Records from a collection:
%%

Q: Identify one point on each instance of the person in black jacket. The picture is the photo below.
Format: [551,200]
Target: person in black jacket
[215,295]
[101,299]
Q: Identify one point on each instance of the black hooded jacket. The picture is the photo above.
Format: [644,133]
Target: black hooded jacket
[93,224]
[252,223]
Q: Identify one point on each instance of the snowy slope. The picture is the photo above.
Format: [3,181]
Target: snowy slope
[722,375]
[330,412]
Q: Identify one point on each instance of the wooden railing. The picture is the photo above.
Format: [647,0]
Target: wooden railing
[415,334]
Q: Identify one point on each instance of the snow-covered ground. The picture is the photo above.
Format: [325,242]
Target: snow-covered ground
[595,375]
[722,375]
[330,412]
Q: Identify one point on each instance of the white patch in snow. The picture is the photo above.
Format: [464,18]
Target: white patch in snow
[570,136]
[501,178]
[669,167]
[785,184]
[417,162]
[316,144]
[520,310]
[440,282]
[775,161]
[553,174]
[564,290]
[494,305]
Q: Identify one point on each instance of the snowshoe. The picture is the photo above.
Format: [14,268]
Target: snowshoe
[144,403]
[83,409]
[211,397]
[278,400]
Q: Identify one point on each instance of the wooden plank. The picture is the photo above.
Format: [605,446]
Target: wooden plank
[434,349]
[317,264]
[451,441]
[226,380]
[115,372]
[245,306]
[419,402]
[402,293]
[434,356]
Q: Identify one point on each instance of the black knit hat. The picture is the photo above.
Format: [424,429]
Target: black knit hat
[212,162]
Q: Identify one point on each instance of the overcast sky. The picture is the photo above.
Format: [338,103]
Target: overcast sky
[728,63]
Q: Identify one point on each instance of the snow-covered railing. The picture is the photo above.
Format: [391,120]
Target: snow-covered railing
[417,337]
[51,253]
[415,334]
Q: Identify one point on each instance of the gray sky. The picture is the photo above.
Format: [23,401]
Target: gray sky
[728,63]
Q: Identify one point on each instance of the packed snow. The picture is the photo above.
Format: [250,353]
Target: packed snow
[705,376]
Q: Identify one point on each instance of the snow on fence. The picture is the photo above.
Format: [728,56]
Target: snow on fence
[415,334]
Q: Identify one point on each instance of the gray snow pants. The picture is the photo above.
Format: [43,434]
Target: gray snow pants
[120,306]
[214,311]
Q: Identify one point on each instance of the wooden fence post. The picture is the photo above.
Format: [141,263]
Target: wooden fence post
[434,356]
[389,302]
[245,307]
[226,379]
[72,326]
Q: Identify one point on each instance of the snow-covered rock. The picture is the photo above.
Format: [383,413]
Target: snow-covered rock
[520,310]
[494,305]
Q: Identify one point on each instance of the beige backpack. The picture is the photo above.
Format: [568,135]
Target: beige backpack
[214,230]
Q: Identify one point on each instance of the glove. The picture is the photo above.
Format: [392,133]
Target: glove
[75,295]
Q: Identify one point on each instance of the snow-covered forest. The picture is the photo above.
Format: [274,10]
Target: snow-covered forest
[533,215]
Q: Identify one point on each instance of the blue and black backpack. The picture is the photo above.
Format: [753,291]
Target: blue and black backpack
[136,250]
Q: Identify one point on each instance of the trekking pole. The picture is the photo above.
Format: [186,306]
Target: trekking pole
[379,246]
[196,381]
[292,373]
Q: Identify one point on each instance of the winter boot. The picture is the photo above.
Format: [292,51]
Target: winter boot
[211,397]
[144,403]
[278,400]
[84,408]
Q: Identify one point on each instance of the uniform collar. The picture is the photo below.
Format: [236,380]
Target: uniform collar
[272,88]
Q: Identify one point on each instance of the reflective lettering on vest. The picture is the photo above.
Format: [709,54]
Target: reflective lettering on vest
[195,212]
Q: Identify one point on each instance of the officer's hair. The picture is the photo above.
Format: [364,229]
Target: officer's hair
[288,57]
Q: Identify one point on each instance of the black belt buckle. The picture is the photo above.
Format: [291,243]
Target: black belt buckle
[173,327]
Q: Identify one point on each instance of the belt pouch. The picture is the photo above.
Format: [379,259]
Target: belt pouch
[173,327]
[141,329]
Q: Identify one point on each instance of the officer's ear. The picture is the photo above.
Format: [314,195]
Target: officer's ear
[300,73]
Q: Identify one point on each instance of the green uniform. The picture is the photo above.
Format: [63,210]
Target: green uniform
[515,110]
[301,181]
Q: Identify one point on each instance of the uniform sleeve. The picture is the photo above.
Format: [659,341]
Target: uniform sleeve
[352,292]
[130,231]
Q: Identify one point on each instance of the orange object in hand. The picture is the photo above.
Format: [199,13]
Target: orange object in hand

%%

## WHAT YOU SHOULD DO
Look through the data above. Find each line with the string "below" and copy it.

## EXERCISE RESPONSE
Q: Identify one point on each instance of the person in black jacket. The picture is the photo below.
Q: Identify one point on each instance of the uniform collar. The picture is the photo below.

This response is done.